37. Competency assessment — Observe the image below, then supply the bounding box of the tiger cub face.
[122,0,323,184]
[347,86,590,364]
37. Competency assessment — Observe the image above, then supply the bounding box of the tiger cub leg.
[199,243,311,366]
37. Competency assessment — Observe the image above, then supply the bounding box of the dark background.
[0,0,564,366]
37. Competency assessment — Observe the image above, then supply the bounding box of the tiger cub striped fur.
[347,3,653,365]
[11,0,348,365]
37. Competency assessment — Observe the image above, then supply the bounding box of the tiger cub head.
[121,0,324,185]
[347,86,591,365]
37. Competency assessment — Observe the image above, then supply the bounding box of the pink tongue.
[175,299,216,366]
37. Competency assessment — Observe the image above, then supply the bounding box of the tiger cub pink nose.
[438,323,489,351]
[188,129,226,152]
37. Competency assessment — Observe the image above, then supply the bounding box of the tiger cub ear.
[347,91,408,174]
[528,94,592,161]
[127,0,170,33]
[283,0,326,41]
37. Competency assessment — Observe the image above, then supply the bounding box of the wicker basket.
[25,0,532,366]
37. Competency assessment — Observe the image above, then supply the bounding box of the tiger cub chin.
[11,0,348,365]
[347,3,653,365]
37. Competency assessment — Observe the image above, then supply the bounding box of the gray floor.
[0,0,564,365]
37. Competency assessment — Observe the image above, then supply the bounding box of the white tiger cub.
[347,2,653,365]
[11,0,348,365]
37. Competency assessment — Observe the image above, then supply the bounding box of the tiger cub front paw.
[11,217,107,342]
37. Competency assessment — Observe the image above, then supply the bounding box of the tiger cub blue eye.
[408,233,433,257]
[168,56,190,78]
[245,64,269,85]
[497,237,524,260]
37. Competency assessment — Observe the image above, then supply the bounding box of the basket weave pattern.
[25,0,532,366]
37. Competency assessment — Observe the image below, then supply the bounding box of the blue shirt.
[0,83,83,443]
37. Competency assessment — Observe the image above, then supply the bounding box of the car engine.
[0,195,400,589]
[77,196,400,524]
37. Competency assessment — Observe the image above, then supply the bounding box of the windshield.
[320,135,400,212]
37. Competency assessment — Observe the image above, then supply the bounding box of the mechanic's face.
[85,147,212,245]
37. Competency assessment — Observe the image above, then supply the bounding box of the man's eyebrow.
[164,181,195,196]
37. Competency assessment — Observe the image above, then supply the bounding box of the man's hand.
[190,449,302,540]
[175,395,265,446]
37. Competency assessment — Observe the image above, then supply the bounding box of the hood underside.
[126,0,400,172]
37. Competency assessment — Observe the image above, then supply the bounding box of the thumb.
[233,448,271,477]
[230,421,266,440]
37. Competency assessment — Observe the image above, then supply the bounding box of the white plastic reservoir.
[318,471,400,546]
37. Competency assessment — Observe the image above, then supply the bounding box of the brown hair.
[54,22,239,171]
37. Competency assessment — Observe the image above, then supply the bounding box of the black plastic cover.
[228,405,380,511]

### REQUIREMENTS
Arrange every line of the items above as a Markdown table with the columns Number and Content. Number each line in order, and leave out any blank lines.

### FINISHED EXERCISE
| Number | Content |
|---|---|
| 1 | 37. Competency assessment — Observe the image below, then supply the bounding box of the tiger cub face. |
| 2 | [122,0,323,184] |
| 3 | [347,86,590,364] |
| 4 | 37. Competency assessment — Observe the image above, then supply the bounding box of the tiger cub leg. |
| 5 | [199,243,311,366] |
| 6 | 37. Competency assessment — Observe the image above, then supply the bounding box of the dark background. |
| 7 | [0,0,564,366] |
| 8 | 37. Competency assessment — Observe the image above, then supply the bounding box of the tiger cub striped fur. |
| 9 | [347,3,653,365] |
| 10 | [11,0,348,365] |
| 11 | 37. Competency assessment — Observe the image above, then supply the bounding box of the tiger cub head. |
| 12 | [121,0,324,185] |
| 13 | [347,86,591,365] |
| 14 | 37. Competency assessment — Observe the image above, then supply the bounding box of the pink tongue. |
| 15 | [175,299,216,366] |
| 16 | 37. Competency assessment — Observe the image above, then supply the bounding box of the tiger cub pink nose. |
| 17 | [438,323,489,351] |
| 18 | [188,129,226,152] |
| 19 | 37. Competency assessment — Observe the image above, then supply the bounding box of the tiger cub ear. |
| 20 | [347,91,408,174] |
| 21 | [528,94,592,161] |
| 22 | [127,0,170,33] |
| 23 | [283,0,326,41] |
| 24 | 37. Competency assessment — Observe the image above, then supply the bounding box of the wicker basket. |
| 25 | [25,0,532,366] |
| 26 | 37. Competency assessment — Observe the image above, then supply the bounding box of the tiger cub chin. |
| 27 | [11,0,348,365] |
| 28 | [347,3,653,365] |
| 29 | 37. Competency assessment — Observe the image above, then supply the bounding box of the gray floor. |
| 30 | [0,0,564,365] |
| 31 | 37. Competency assessment — Observe the image above, then supply the bounding box of the white tiger cub. |
| 32 | [347,2,653,365] |
| 33 | [11,0,348,365] |
| 34 | 37. Competency assessment — Observe the image above, then supply the bounding box of the tiger cub front paw. |
| 35 | [11,217,107,342] |
| 36 | 37. Competency assessment — Observe the image above, then supply the bounding box of the tiger cub blue eye. |
| 37 | [408,233,433,257] |
| 38 | [168,56,190,78] |
| 39 | [245,64,269,85] |
| 40 | [497,237,524,260] |
| 41 | 37. Competency assessment — Observe the image above, then supply the bounding box of the basket weave pattern. |
| 42 | [25,0,532,366] |
| 43 | 37. Competency assessment — Observe the image below, then supply the bounding box of the blue shirt. |
| 44 | [0,83,83,443] |
| 45 | 37. Competency assessment — Observe the image above, then supply the bounding box of the car engine. |
| 46 | [0,195,400,589] |
| 47 | [77,196,400,524] |
| 48 | 37. Competency assessment — Observe the image above, then supply the bounding box of the windshield. |
| 49 | [320,135,400,212] |
| 50 | 37. Competency assessment — Observe the image above, then supply the bounding box of the mechanic's face. |
| 51 | [85,147,212,245] |
| 52 | 37. Competency assessment — Observe the image above, then supply the bounding box of the man's eyebrow. |
| 53 | [164,181,195,196] |
| 54 | 37. Competency assessment — Observe the image above, then supply the bounding box of the man's hand. |
| 55 | [190,449,302,540] |
| 56 | [175,395,265,446] |
| 57 | 37. Competency assessment — Observe the image above, then supply the bounding box of the hood underside. |
| 58 | [126,0,400,172] |
| 59 | 37. Competency assessment — Observe the image above, then supply the bounding box of the thumb. |
| 60 | [233,448,271,477] |
| 61 | [230,421,266,440] |
| 62 | 37. Competency assessment — Observe the image above, then supply the bounding box of the white plastic reservoir. |
| 63 | [318,471,400,546] |
| 64 | 37. Competency assessment — Observe the image above, then supply the bounding box of the brown hair. |
| 65 | [54,22,239,171] |
| 66 | 37. Competency assessment — Observe the image above, then supply the bounding box of the black plastic cover. |
| 67 | [228,405,380,511] |